━━━ Exercise inputs

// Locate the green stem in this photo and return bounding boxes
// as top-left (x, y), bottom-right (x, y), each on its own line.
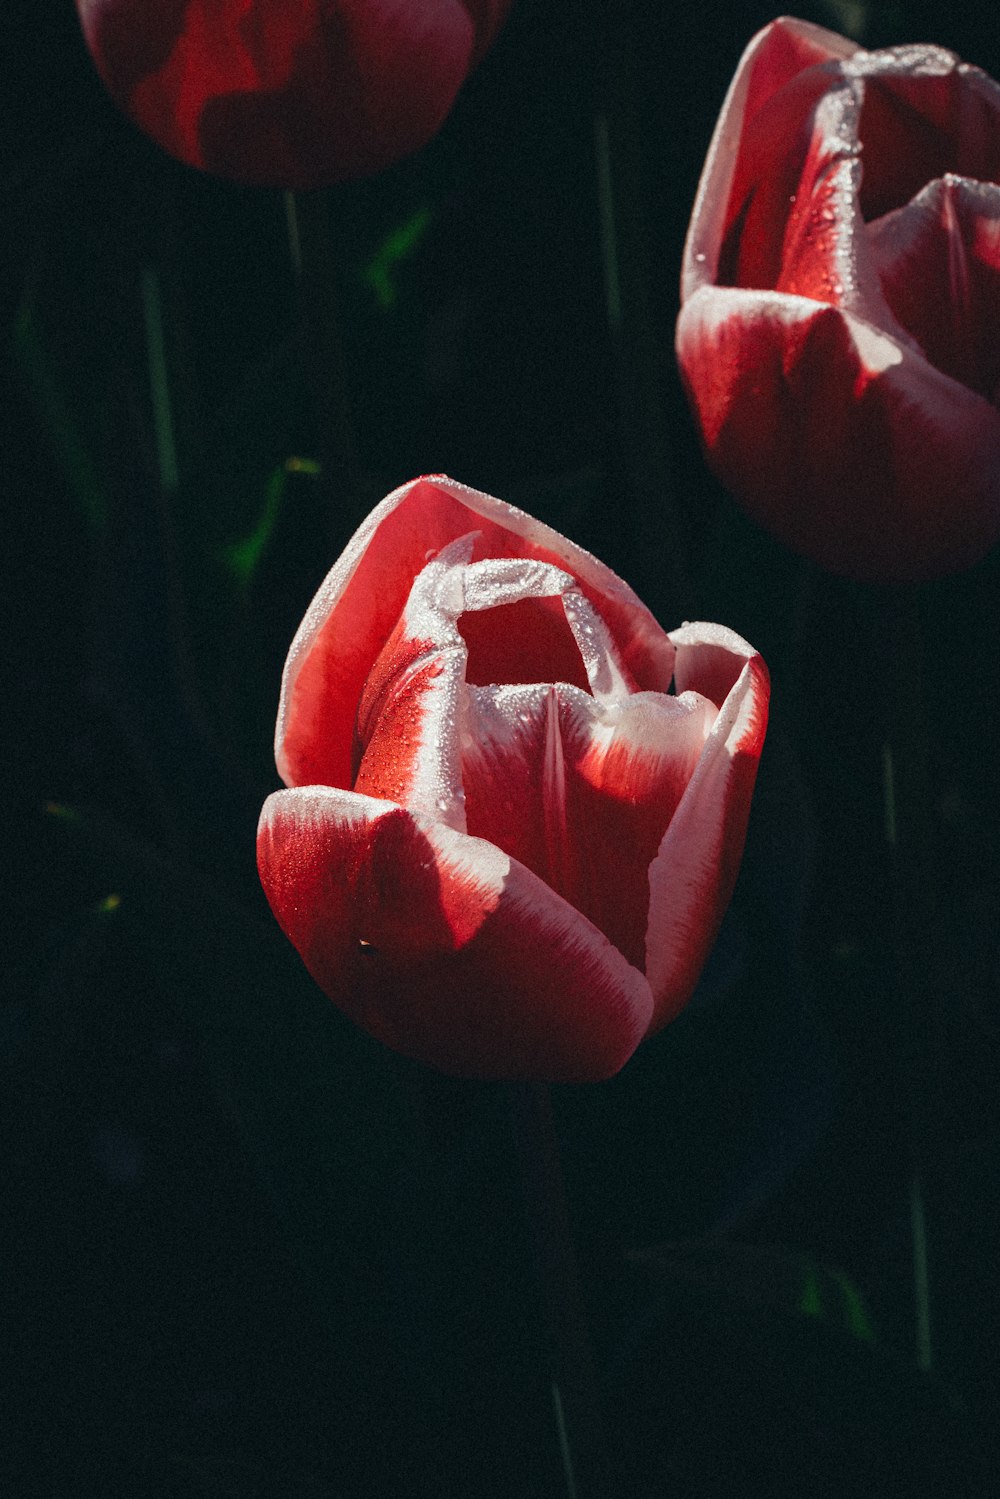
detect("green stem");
top-left (284, 189), bottom-right (366, 539)
top-left (509, 1082), bottom-right (619, 1499)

━━━━━━

→ **What you should do**
An exact copy of every entry, without pictures, should be your output.

→ **Output for this task**
// Locate the green stem in this photo and return bounding boxes
// as top-left (x, y), bottom-right (x, y), each on its own line.
detect("green stem");
top-left (284, 189), bottom-right (366, 539)
top-left (509, 1082), bottom-right (619, 1499)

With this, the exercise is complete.